(Excerpts of pointing data)
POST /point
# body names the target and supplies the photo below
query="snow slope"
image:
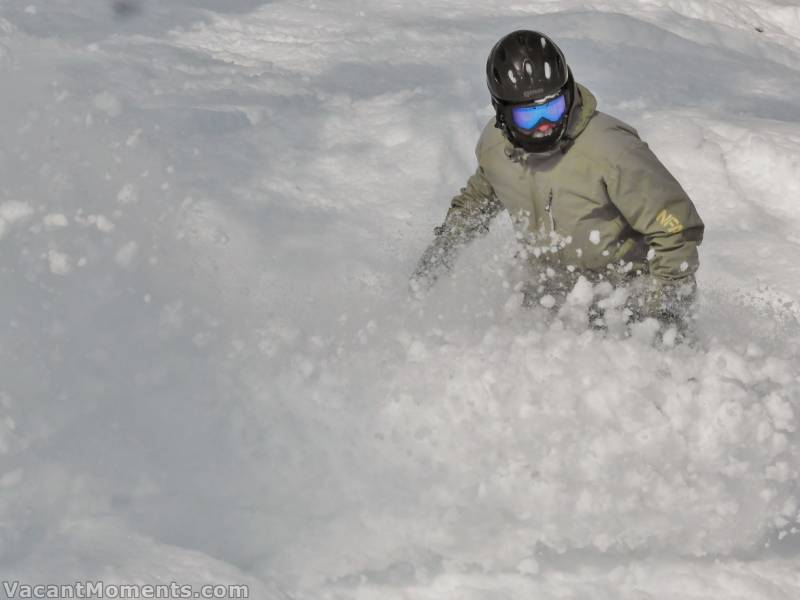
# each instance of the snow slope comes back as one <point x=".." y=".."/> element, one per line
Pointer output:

> **Your task**:
Render every line of the rows above as a numbered list, skipping blank lines and leaving the pictures out.

> **Response to the task**:
1. POST /point
2. # body names the target and supplies the photo below
3. query="snow slope"
4. image:
5. # each instance of the snow slope comes back as one <point x=".." y=".."/> element, one per line
6. Pointer output:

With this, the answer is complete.